> [书面练习 1] 请将关于 Llama3-8B 训练的文档从"按照readme安装MindSpeed和Megatron-LM"到"mv ../MindSpeed/tools/data_handler.py ."的部分重写一遍，并把其中的"mv"替换为"cp"。

> [文档节选]
----------
Llama3-8B

训练

Llama3-8B 训练的硬件配置:

硬件	配置
NPU	8 x Ascend NPUs

脚本

按照readme安装MindSpeed和Megatron-LM

git clone https://gitcode.com/Ascend/MindSpeed.git
pip install -e MindSpeed
git clone https://github.com/NVIDIA/Megatron-LM.git
cd Megatron-LM
# git checkout 到使用的Megatron-LM分支
git checkout core_r0.8.0
mindspeed -P
mkdir model_from_hf
mkdir dataset
mkdir ckpt
mv ../MindSpeed/tools/preprocess_data.py .
mv ../MindSpeed/tools/data_handler.py .
mv ../MindSpeed/tests_extend/system_tests/llama3/pretrain_llama3_8b_ptd.sh ./examples/

搭建环境

# python3.8
conda create -n test python=3.8
conda activate test

# 安装 torch 和 torch_npu
pip install torch-2.1.0-cp38-cp38m-manylinux2014_aarch64.whl
pip install torch_npu-2.1.0*-cp38-cp38m-linux_aarch64.whl
pip install apex-0.1_ascend*-cp38-cp38m-linux_aarch64.whl

# 修改 ascend-toolkit 路径
source /usr/local/Ascend/ascend-toolkit/set_env.sh

下载 Llama3-8B 的预训练权重和词表

  #!/bin/bash
  mkdir ./model_from_hf/llama-3-8b-hf/
  cd ./model_from_hf/llama-3-8b-hf/
  wget https://hf-mirror.com/unsloth/llama-3-8b/raw/main/config.json
  wget https://hf-mirror.com/unsloth/llama-3-8b/raw/main/generation_config.json
  wget https://hf-mirror.com/unsloth/llama-3-8b/raw/main/model-00001-of-00004.safetensors
  wget https://hf-mirror.com/unsloth/llama-3-8b/raw/main/model-00002-of-00004.safetensors
  wget https://hf-mirror.com/unsloth/llama-3-8b/raw/main/model-00003-of-00004.safetensors
  wget https://hf-mirror.com/unsloth/llama-3-8b/raw/main/model-00004-of-00004.safetensors
  wget https://hf-mirror.com/unsloth/llama-3-8b/raw/main/model.safetensors.index.json
  wget https://hf-mirror.com/unsloth/llama-3-8b/raw/main/special_tokens_map.json
  wget https://hf-mirror.com/unsloth/llama-3-8b/raw/main/tokenizer.json
  wget https://hf-mirror.com/unsloth/llama-3-8b/raw/main/tokenizer_config.json
  cd ../../

预训练

4.1 准备数据集

下载 LLaMA3-8B 数据集

  # 下载数据
  cd ./dataset
  wget https://huggingface.co/datasets/tatsu-lab/alpaca/blob/main/data/train-00000-of-00001-a09b74b3ef9c3b56.parquet
  cd ..
----------
> [所给数据]
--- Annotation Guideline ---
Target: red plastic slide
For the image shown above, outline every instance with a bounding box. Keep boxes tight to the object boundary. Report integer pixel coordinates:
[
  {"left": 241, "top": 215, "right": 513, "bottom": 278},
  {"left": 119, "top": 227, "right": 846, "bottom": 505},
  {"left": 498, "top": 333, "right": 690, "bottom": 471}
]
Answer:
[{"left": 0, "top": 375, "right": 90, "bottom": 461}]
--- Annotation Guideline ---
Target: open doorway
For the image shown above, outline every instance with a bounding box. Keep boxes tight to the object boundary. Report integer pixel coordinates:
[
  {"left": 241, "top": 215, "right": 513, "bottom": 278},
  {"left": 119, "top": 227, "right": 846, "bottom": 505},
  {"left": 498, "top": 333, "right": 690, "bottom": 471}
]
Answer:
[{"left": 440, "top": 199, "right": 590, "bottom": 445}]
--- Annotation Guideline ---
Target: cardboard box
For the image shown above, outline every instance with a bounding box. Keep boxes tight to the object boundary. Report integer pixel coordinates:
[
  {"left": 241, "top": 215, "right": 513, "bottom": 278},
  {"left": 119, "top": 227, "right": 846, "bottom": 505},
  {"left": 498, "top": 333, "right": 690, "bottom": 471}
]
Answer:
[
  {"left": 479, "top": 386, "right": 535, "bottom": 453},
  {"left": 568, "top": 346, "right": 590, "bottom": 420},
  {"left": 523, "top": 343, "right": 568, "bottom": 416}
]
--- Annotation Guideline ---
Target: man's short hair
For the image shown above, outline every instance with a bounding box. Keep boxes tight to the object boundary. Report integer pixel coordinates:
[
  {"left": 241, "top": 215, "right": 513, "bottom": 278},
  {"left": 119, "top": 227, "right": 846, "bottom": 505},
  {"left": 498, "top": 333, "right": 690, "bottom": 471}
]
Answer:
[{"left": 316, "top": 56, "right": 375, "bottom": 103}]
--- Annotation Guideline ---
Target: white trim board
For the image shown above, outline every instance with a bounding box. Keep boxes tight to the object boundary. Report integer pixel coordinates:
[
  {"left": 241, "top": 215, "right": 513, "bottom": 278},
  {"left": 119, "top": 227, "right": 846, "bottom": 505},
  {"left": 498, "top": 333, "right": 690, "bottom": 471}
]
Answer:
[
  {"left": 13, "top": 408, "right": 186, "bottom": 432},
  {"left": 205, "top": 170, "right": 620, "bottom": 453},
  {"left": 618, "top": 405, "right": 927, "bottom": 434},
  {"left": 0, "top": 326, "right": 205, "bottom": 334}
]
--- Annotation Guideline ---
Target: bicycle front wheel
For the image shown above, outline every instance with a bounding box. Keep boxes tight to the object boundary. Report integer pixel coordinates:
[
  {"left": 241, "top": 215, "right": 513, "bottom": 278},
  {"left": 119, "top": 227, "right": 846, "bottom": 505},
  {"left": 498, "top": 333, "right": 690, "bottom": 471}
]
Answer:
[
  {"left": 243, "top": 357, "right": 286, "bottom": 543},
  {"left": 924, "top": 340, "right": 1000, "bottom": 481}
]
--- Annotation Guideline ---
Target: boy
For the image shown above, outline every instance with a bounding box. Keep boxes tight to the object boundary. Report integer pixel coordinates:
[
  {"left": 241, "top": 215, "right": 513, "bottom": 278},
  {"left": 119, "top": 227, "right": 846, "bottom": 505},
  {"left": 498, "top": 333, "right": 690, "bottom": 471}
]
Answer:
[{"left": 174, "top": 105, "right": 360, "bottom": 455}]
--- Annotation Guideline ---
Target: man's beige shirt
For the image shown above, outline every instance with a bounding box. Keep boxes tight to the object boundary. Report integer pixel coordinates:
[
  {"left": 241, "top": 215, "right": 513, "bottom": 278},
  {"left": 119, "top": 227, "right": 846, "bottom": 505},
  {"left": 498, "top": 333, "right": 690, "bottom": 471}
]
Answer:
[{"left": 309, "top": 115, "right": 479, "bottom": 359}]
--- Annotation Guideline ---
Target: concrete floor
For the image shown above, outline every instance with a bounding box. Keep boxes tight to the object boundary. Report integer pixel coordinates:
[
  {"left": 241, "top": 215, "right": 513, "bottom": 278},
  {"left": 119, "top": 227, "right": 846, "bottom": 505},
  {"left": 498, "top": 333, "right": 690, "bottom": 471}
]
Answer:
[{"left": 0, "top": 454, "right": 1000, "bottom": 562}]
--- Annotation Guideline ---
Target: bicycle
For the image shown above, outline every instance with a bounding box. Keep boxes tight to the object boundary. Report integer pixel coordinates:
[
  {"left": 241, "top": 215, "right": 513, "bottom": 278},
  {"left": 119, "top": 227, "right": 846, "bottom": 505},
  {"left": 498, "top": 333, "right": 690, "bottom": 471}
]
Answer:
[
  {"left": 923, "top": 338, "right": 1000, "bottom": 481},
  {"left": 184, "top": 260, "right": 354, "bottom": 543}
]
----------
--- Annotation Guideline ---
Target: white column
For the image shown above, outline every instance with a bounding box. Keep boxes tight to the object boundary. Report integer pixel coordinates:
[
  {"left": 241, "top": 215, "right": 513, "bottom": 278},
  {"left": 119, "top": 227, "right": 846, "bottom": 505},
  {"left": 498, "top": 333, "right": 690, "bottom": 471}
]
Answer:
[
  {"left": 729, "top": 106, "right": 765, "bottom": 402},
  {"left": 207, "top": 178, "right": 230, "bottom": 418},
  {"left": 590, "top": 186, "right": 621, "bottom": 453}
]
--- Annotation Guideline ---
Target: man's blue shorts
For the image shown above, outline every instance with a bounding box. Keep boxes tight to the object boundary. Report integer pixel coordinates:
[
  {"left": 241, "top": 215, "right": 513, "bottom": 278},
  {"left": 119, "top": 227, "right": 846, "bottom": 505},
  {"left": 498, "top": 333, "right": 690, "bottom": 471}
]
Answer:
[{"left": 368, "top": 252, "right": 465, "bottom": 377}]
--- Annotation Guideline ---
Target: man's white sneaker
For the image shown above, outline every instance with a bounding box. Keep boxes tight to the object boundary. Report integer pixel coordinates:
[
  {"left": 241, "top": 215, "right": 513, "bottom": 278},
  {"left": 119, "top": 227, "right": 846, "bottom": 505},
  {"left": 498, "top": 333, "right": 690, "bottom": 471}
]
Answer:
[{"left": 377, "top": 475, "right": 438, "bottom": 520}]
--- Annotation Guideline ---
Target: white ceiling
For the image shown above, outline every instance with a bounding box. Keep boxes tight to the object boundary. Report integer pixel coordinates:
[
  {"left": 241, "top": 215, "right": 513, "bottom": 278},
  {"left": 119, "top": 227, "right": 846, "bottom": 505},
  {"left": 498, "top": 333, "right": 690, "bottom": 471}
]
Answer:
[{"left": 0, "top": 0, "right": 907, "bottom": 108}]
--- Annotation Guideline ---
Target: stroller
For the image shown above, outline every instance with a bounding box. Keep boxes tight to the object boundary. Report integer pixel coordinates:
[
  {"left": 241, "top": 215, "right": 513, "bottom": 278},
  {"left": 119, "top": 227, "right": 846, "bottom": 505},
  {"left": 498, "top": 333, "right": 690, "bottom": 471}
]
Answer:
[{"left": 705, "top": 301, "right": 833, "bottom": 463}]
----------
> [书面练习 2] 统计记录中有多少行含有字符串"bicycle"，只写出这个数字。

> [回答 1]
按照readme安装MindSpeed和Megatron-LM

git clone https://gitcode.com/Ascend/MindSpeed.git
pip install -e MindSpeed
git clone https://github.com/NVIDIA/Megatron-LM.git
cd Megatron-LM
# git checkout 到使用的Megatron-LM分支
git checkout core_r0.8.0
mindspeed -P
mkdir model_from_hf
mkdir dataset
mkdir ckpt
cp ../MindSpeed/tools/preprocess_data.py .
cp ../MindSpeed/tools/data_handler.py .

> [回答 2] 2